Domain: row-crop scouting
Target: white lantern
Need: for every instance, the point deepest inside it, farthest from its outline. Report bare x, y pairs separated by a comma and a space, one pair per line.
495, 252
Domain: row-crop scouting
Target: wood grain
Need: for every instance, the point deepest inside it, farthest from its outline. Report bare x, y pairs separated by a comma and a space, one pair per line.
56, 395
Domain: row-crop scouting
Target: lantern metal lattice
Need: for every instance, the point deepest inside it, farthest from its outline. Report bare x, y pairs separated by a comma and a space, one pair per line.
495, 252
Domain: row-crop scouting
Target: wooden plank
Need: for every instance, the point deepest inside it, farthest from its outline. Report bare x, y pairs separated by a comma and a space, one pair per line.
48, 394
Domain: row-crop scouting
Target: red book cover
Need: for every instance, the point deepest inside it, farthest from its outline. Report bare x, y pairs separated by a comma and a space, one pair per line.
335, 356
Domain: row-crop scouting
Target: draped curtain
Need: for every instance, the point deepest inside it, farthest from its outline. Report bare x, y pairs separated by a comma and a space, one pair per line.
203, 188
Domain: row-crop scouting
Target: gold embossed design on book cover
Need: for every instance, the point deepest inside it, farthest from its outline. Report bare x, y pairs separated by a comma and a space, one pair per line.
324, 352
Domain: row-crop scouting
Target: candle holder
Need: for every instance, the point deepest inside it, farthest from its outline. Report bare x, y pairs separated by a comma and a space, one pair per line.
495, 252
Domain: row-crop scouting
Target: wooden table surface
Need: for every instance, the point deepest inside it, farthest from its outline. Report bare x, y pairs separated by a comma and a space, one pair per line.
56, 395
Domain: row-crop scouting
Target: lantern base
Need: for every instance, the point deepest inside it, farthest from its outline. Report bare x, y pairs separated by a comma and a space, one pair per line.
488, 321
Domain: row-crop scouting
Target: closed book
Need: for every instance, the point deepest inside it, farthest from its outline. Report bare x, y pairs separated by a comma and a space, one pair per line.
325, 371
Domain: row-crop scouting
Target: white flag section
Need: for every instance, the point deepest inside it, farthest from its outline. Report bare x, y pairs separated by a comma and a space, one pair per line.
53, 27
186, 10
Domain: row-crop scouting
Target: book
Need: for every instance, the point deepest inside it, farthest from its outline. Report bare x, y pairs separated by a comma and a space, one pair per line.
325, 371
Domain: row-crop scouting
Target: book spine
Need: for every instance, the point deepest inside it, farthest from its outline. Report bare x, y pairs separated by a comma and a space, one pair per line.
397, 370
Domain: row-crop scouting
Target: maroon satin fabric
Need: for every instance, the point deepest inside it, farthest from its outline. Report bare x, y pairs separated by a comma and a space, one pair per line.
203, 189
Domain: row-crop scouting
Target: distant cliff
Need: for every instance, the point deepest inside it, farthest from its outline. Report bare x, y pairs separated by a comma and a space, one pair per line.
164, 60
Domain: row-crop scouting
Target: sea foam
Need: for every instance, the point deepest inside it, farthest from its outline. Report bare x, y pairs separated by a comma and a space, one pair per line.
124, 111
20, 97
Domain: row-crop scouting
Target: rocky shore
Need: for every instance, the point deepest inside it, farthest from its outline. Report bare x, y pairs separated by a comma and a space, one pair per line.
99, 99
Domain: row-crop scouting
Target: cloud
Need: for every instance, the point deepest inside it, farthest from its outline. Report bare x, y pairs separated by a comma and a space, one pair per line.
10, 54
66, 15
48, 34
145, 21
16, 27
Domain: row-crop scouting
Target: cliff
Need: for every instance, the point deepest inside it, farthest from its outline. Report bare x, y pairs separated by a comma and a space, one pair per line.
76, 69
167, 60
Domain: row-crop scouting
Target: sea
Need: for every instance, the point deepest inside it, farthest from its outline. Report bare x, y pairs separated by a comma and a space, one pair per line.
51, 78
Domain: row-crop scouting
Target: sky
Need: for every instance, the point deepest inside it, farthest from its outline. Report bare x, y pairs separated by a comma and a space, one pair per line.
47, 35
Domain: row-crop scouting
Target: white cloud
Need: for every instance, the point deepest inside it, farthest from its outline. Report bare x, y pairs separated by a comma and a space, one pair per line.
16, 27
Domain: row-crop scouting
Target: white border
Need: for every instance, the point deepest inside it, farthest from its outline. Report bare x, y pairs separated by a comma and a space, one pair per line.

▶ [WHAT YOU HAVE TO DO]: Count the lines in the listing above that contain the word "cover", treating uppercase and lowercase as different, and give only the number.

▶ [REPLY TO THE TASK]: 2